*WHAT TO DO:*
Would you write out the whole listing below exactly as given?

--- TASK MATERIAL Enclosed Below ---

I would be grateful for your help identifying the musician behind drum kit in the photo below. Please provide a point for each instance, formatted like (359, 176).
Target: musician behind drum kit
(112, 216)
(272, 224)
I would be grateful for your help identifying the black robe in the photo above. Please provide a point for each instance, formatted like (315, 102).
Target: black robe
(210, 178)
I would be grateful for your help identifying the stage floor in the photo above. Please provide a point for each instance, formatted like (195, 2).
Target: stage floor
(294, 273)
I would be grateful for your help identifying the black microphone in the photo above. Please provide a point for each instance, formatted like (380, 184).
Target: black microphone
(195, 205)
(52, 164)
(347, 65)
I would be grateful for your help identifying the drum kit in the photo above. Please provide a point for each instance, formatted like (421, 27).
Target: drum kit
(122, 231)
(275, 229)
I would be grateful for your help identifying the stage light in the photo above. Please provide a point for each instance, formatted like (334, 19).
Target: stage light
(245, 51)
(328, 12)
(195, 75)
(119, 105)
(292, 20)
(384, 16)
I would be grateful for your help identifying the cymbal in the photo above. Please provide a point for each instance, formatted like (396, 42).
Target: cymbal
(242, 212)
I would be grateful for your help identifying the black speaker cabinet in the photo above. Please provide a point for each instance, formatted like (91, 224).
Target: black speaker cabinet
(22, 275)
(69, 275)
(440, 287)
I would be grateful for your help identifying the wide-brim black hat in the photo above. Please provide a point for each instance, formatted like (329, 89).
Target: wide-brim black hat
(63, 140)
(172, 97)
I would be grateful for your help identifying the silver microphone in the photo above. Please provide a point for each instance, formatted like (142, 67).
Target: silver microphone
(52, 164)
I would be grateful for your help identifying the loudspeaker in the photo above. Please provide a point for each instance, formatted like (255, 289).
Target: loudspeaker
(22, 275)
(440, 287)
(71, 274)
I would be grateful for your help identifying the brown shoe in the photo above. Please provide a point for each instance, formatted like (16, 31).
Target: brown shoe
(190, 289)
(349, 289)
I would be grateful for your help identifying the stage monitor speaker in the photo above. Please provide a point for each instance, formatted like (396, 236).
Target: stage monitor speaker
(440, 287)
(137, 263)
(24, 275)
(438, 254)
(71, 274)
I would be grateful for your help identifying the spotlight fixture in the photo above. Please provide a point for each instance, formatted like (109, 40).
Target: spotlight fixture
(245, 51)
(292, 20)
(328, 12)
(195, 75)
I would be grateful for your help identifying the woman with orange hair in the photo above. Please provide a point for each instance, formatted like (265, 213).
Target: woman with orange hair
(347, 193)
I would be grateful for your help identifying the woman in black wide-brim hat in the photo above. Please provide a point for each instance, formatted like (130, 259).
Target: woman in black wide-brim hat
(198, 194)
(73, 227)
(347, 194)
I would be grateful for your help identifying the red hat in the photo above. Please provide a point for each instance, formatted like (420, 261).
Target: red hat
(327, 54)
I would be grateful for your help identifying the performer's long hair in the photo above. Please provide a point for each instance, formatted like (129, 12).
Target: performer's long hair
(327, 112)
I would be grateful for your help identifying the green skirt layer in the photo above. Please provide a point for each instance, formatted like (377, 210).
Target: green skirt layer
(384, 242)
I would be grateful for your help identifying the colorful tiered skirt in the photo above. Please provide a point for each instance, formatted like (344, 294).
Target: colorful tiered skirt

--- End of Enclosed TASK MATERIAL ---

*SOLUTION TO THIS TASK:*
I would be grateful for your help identifying the musician behind drum kit in the photo below. Please provide a point for each instance, formatted like (359, 176).
Target: musician behind drum kit
(112, 216)
(272, 224)
I would be grateful for your help identifying the black robe in the photo above. Please provide a point for each instance, formatted like (315, 102).
Target: black robe
(210, 178)
I would be grateful for your help identifying the stage floor in the photo above. Please provide a point for each instance, formatted like (195, 2).
Target: stage floor
(294, 273)
I would be grateful for your help identifying the black microphone in the photo above. Please provide a point for each instance, formatted like (380, 184).
Target: black microphone
(195, 205)
(52, 164)
(347, 65)
I would be grateful for your help identifying the drum kit in the photo above. Please provide a point for each instance, formatted like (421, 27).
Target: drum kit
(122, 231)
(275, 229)
I would be grateful for your help identifying the stage light in the photo above. Please provide a point for each instance, formatted like (334, 19).
Target: stage light
(245, 51)
(328, 12)
(195, 75)
(119, 105)
(292, 20)
(384, 16)
I would be grateful for your help identifying the cymbal in the photo above. Please provide a point for each instance, formatted like (396, 42).
Target: cymbal
(242, 212)
I would be grateful for your help identifying the black speaker cabinet in the photo above. Please provide a point for each instance, formatted like (91, 224).
Target: black speaker cabinet
(22, 275)
(69, 275)
(440, 287)
I would be grateful for your help identifying the wide-brim black hat in the photo above. Please provide a point for each instance, formatted like (329, 89).
Target: wide-brim black hat
(63, 140)
(172, 97)
I would be grateful for your help identifying the silver microphone in the photo above. Please provide a point for each instance, formatted like (142, 67).
Target: silver microphone
(52, 164)
I would be grateful for your help identifying the loudspeaker in the photo above. Please provide a point for each instance, formatted like (255, 289).
Target: loudspeaker
(22, 275)
(440, 287)
(71, 274)
I would be grateful for your help identifying the brown shoe in the photo above. Please provide a point for each instance, formatted like (16, 31).
Target: brown shoe
(190, 289)
(349, 289)
I would be grateful for your help identifying the stage monitor speaker in the photo above. Please provide a point for each instance, formatted like (396, 236).
Target: stage monitor speaker
(440, 287)
(137, 263)
(24, 275)
(438, 254)
(71, 274)
I would be grateful for your help identifying the spotlight fixture in the photo above. Please provide a point for each instance, formatted like (109, 40).
Target: spotlight fixture
(245, 51)
(292, 20)
(328, 12)
(195, 75)
I would be grateful for your help identifying the woman with orange hair in the photo above. Please provide a point for each instance, formatted like (265, 213).
Target: woman with orange hair
(347, 193)
I would be grateful for your help identifying the woman in black wide-brim hat in the photo above. Please provide a point for each instance, formatted like (130, 259).
Target: woman in black wide-brim hat
(198, 194)
(73, 227)
(347, 194)
I would be grateful for your help identifying the red hat in the photo above. Please provide a point for each instance, formatted like (420, 261).
Target: red hat
(327, 54)
I would be grateful for your help identifying the performer's long hair in the photo above. Please provide a point for each instance, formatted like (129, 12).
Target: performer's long hair
(327, 112)
I would be grateful for your help identifying the green skirt layer in the photo above. Please provide a point for each instance, formatted like (377, 210).
Target: green skirt layer
(384, 242)
I would be grateful for your help identifying the colorful tiered skirt in the photo above. Please provide a point for each instance, formatted like (344, 294).
Target: colorful tiered skirt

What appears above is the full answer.